■ Task to complete
Duplicate these lines exactly.

[Labeled shape records]
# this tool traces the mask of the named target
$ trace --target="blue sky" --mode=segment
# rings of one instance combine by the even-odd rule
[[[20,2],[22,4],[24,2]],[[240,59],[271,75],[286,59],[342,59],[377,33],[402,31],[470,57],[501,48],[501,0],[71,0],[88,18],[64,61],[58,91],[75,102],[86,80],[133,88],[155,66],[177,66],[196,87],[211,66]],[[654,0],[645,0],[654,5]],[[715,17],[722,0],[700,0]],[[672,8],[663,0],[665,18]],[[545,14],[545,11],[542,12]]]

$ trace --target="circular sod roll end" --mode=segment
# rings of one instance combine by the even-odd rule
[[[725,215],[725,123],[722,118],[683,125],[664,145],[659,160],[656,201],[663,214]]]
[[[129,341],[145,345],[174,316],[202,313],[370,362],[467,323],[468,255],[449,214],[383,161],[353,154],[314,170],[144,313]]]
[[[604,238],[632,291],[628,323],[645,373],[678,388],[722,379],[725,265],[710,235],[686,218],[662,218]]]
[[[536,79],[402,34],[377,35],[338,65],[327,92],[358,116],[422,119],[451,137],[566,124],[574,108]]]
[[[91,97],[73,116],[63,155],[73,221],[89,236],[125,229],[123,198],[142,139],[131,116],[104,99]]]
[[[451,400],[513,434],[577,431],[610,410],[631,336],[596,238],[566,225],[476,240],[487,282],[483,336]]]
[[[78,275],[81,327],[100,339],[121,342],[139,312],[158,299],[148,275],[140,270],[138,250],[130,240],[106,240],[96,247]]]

■ Output for this exercise
# this tool traces the mask of the named target
$ trace --target="blue sky" --mode=segment
# rings of one instance combine by the even-odd rule
[[[20,2],[22,4],[24,2]],[[240,59],[271,75],[286,59],[342,59],[377,33],[402,31],[470,57],[501,48],[501,0],[71,0],[88,18],[64,61],[58,91],[75,102],[86,80],[133,88],[155,66],[177,66],[196,87],[211,66]],[[654,0],[645,0],[654,5]],[[715,17],[722,0],[700,0]],[[672,8],[663,0],[665,18]],[[545,14],[545,11],[542,12]]]

$ trace --target="circular sod roll end" --mode=segment
# rings of one instance combine by the even-odd rule
[[[725,215],[725,123],[722,118],[683,125],[664,145],[659,160],[656,201],[663,214]]]
[[[129,341],[145,345],[174,316],[202,313],[370,362],[467,323],[468,255],[449,214],[383,161],[353,154],[314,170],[144,313]]]
[[[604,238],[632,291],[628,323],[645,373],[678,388],[722,379],[725,265],[710,235],[686,218],[662,218]]]
[[[536,79],[402,34],[377,35],[338,65],[327,92],[358,116],[422,119],[451,137],[566,124],[574,108]]]
[[[91,97],[73,116],[63,155],[73,221],[89,236],[125,229],[123,198],[142,139],[131,116],[104,99]]]
[[[451,400],[513,434],[577,431],[610,410],[631,336],[596,238],[566,225],[476,240],[487,282],[483,336]]]
[[[78,275],[81,327],[100,339],[121,342],[139,312],[158,299],[148,275],[140,270],[138,250],[130,240],[106,240],[96,247]]]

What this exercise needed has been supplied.